## begin

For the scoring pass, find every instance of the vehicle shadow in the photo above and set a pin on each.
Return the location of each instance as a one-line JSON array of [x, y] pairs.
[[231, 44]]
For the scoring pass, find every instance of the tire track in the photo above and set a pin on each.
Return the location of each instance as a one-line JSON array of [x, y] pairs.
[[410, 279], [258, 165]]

## end
## begin

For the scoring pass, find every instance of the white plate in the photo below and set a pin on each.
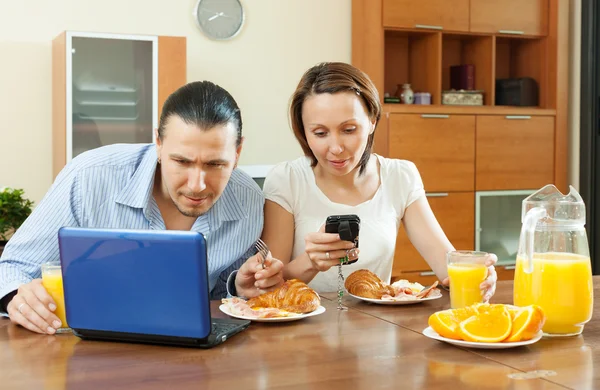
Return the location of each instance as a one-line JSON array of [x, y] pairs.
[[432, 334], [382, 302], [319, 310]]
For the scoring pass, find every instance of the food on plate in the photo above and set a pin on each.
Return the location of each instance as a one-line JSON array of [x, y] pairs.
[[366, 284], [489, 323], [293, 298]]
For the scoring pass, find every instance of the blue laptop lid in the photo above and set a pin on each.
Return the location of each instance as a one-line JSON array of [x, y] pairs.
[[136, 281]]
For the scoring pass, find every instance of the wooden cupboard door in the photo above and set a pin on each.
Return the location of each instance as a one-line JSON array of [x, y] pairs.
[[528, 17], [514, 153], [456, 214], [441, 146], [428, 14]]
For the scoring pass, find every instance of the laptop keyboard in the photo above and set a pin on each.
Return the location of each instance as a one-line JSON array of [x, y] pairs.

## end
## begin

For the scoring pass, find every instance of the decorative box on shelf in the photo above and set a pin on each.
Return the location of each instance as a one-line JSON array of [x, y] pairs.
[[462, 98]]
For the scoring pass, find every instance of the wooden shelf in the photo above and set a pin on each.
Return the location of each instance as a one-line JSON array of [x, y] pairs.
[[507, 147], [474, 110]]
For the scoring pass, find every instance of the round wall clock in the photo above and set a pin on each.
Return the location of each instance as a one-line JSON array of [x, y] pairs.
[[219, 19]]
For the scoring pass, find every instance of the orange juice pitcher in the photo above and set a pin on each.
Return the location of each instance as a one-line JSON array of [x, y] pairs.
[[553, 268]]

## end

• [Exercise directions]
Please rewrite everything in the material above from the line containing "For the scoring pass, find every instance of the white" down to the line containing "[[136, 281]]", replacing "set a pin" with "place a marker" and changing nothing else. Leave the pictures out of your answer.

• [Exercise solution]
For the scoring pass, find every instance of the white plate in the photo below and place a marker on each.
Return the location of each instance as a one-line JSON array of [x, y] pairs.
[[432, 334], [382, 302], [319, 310]]
For the scoring pass, find every instance of the food on plate in the photo above and place a marker on each.
Return the location of each instance as a one-line JSON array of [x, y] pairs.
[[366, 284], [489, 323], [293, 298]]
For the scoring pass, find every instance of the blue laptop lid in the photo above and place a marker on each.
Return the location of each instance as a one-line JSON array of [x, y] pairs.
[[136, 281]]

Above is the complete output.